→ **EXERCISE REQUIREMENTS**: Copy out every line of the items below, requests included, and shift each point coordinate in the answers up by 32. Leave the numbers in the requests and their sample lines unchanged.

→ **EXCERPTED DATA**:
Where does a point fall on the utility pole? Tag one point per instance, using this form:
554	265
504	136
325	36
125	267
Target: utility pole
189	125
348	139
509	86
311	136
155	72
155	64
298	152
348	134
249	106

→ **EXPECTED OUTPUT**:
Where does a point fall on the utility pole? Tag one point per instance, using this form:
554	265
504	136
325	36
125	267
Target: utility pole
221	157
380	171
541	118
343	168
187	104
187	96
330	184
380	166
281	138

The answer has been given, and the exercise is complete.